**Do this**
Quote the whole listing word for word, please.

**Data listing**
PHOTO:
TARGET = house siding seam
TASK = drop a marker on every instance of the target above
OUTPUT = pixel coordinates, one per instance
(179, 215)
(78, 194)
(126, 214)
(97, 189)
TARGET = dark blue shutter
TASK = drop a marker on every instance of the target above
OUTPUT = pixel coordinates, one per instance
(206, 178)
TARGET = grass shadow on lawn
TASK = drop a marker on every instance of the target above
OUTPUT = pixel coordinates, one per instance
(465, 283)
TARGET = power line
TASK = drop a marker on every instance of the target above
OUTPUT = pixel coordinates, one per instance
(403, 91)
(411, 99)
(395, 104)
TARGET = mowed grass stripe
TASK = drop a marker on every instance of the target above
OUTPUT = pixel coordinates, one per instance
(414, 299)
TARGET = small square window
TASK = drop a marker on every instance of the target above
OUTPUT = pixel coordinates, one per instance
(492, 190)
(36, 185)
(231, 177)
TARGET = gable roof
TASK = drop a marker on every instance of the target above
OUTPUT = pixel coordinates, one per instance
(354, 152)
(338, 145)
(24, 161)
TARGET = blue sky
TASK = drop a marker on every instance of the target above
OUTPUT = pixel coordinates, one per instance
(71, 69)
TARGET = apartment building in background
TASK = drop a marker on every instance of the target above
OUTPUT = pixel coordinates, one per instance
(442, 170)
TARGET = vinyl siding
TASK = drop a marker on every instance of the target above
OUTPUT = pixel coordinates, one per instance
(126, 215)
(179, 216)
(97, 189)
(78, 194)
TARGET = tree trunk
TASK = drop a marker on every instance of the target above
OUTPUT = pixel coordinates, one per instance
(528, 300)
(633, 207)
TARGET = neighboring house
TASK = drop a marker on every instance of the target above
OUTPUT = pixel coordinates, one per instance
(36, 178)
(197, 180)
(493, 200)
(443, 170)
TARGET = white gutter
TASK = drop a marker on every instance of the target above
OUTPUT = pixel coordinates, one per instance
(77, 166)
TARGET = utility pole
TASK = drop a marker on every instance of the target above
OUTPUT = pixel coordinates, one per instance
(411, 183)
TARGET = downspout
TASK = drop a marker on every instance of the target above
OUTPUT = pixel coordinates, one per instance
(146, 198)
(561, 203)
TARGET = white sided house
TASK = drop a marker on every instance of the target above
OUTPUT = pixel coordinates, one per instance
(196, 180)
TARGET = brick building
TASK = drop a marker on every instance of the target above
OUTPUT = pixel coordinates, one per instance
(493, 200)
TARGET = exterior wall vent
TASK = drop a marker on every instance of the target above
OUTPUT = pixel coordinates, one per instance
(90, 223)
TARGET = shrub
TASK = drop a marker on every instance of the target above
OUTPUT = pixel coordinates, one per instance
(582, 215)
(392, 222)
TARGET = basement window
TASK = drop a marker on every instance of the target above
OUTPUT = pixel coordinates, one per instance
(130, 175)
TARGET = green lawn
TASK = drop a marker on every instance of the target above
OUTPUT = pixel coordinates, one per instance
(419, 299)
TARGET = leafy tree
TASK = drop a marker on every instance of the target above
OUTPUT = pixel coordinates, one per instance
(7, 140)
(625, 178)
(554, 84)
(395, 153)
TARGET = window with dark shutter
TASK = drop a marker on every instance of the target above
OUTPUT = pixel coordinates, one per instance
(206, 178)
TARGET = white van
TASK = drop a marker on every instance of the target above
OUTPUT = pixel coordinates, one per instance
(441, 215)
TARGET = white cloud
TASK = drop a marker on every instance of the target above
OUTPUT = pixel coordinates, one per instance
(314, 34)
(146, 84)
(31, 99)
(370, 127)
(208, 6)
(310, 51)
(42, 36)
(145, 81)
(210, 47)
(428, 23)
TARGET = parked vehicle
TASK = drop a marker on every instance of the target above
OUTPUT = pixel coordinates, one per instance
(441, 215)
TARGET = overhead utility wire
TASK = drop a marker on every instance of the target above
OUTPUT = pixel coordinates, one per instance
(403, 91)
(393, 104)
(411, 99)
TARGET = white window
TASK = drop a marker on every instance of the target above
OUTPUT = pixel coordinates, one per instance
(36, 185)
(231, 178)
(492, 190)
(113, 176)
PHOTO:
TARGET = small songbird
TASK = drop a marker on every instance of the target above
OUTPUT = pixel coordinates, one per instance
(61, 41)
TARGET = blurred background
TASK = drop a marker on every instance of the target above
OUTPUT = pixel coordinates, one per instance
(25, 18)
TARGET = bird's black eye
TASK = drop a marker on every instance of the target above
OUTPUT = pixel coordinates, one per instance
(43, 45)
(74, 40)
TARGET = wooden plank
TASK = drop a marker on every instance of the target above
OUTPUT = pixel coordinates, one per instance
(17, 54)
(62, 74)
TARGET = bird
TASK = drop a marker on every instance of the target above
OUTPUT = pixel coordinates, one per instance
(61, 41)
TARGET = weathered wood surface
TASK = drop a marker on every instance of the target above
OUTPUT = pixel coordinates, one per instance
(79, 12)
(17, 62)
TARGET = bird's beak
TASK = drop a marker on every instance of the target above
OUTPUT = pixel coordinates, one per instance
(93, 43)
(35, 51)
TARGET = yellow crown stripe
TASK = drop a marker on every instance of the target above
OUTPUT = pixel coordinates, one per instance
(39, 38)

**The reply**
PHOTO:
TARGET = house siding seam
TASK = drop a marker on every instance of the target above
OUTPUT = pixel coordinates, one per instance
(179, 215)
(78, 194)
(126, 214)
(97, 189)
TARGET = dark blue shutter
TASK = drop a marker on every instance of the target above
OUTPUT = pixel coordinates, one per instance
(206, 178)
TARGET = grass shadow on lawn
TASK = drop a marker on every instance of the target above
OUTPUT = pixel coordinates, one per instance
(465, 283)
TARGET = power line
TASK = drop a marker on every instance of the target above
OUTPUT = pixel coordinates, one per instance
(403, 91)
(411, 99)
(395, 104)
TARGET = mowed grass stripe
TASK = drop a marker on every instance of the target above
OUTPUT = pixel coordinates, one per instance
(414, 299)
TARGET = small square window
TASK = drop a marker on every instance of the target above
OUTPUT = pixel coordinates, one per instance
(492, 190)
(36, 185)
(231, 177)
TARGET = gable roof
TASK = drop a marker on every instance of the target above
OUTPUT = pixel coordinates, one per instance
(354, 152)
(338, 145)
(24, 161)
TARGET = blue sky
TASK = drop a marker on every instance of the target above
OUTPUT = pixel coordinates, one per instance
(71, 69)
TARGET = apartment building in background
TASK = drop a marker on every instance of the target above
OUTPUT = pixel coordinates, one per instance
(442, 170)
TARGET = vinyl siding
TASK = drop a marker on every instance of the target above
OUTPUT = pixel coordinates, one per instance
(126, 215)
(179, 216)
(97, 189)
(78, 194)
TARGET = tree trunk
TASK = drop a marker on every instance of the target above
OUTPUT = pixel coordinates, one per instance
(528, 300)
(633, 207)
TARGET = neighboring house
TASK = drop a marker on every instance of the target above
OUTPUT = pixel coordinates, one per instance
(36, 178)
(197, 180)
(493, 200)
(443, 170)
TARGET = white gutter
TASK = drop a marker on every instance of the target above
OUTPUT = pixel coordinates, one per instance
(77, 166)
TARGET = utility pole
TASK = drop a marker on every instance of the target above
OUTPUT = pixel coordinates, one per instance
(411, 183)
TARGET = downspout
TASK = drop a marker on every instance of the target above
OUTPUT = pixel coordinates, one per instance
(146, 198)
(561, 203)
TARGET = white sided house
TASK = drop a marker on every instance of the target above
OUTPUT = pixel coordinates, one per instance
(196, 180)
TARGET = brick building
TASK = drop a marker on every instance of the target above
OUTPUT = pixel coordinates, one per instance
(493, 200)
TARGET = exterior wall vent
TASK = drop a marker on every instance of the target above
OUTPUT = pixel coordinates, one per instance
(90, 223)
TARGET = shrub
TASK = drop a marker on every instance of the target above
OUTPUT = pixel coordinates, one per instance
(582, 215)
(392, 222)
TARGET = basement window
TASK = drop a marker on every instance of the target above
OUTPUT = pixel coordinates, one per instance
(130, 175)
TARGET = green lawn
TASK = drop a marker on every instance of the target above
OUTPUT = pixel coordinates, one per instance
(419, 299)
TARGET = leafy tree
TASK = drop a marker on every instance of the target above
OUTPUT = pixel coordinates, one per instance
(7, 140)
(625, 178)
(554, 84)
(395, 153)
TARGET = window with dark shutter
TASK = drop a marker on every instance of the target above
OUTPUT = pixel coordinates, one per instance
(206, 178)
TARGET = white van
TASK = drop a marker on every instance of the target above
OUTPUT = pixel coordinates, one per instance
(441, 215)
TARGET = white cloud
TASK = drop a marker on every instance of the target above
OUTPUT = pixel coordinates, one per instance
(314, 34)
(146, 84)
(31, 99)
(370, 127)
(208, 6)
(310, 51)
(42, 36)
(145, 81)
(210, 47)
(428, 23)
TARGET = parked vehicle
TASK = drop a marker on every instance of the target above
OUTPUT = pixel coordinates, one per instance
(441, 215)
TARGET = overhead utility wire
TASK = drop a marker on every instance of the target above
OUTPUT = pixel coordinates, one per instance
(403, 91)
(393, 104)
(411, 99)
TARGET = white window
TASK = drop a marker on every instance of the target above
OUTPUT = pixel coordinates, one per instance
(36, 185)
(231, 178)
(492, 190)
(113, 176)
PHOTO:
TARGET = small songbird
TASK = drop a marker on every instance of the target above
OUTPUT = pixel coordinates, one per instance
(61, 41)
TARGET = blurred background
TASK = drop a marker on every instance of the target above
OUTPUT = pixel coordinates, one per instance
(25, 18)
TARGET = bird's black eye
TASK = drop a marker on every instance of the target above
OUTPUT = pixel coordinates, one per instance
(43, 45)
(74, 40)
TARGET = wooden plank
TASK = drop a marker on every instance of the target above
OUTPUT = pixel coordinates, one per instance
(17, 54)
(62, 74)
TARGET = bird
TASK = drop a marker on every instance of the target above
OUTPUT = pixel coordinates, one per instance
(61, 41)
TARGET = weathered wood surface
TASK = drop a marker on every instance of the target above
OUTPUT = pixel coordinates, one per instance
(79, 12)
(17, 62)
TARGET = bird's beak
TASK = drop a marker on every instance of the target above
OUTPUT = pixel coordinates, one per instance
(93, 43)
(35, 51)
TARGET = yellow crown stripe
TASK = drop a marker on every instance of the target above
OUTPUT = pixel coordinates, one per instance
(39, 38)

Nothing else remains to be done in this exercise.